> [WORK TO DO]
Please count how many of the lines below contain the word "each". Reply with the number alone.

> [EXERCISE INPUTS]
(begin)
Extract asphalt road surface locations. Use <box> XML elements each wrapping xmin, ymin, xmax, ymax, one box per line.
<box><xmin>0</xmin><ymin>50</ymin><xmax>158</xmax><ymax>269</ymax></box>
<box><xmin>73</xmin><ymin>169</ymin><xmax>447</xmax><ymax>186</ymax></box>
(end)
(begin)
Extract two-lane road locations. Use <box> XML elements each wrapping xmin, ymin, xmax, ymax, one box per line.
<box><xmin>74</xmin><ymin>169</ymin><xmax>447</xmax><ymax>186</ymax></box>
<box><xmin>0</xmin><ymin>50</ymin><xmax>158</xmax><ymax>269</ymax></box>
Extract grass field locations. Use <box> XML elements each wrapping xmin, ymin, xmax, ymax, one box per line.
(end)
> [EXERCISE ANSWER]
3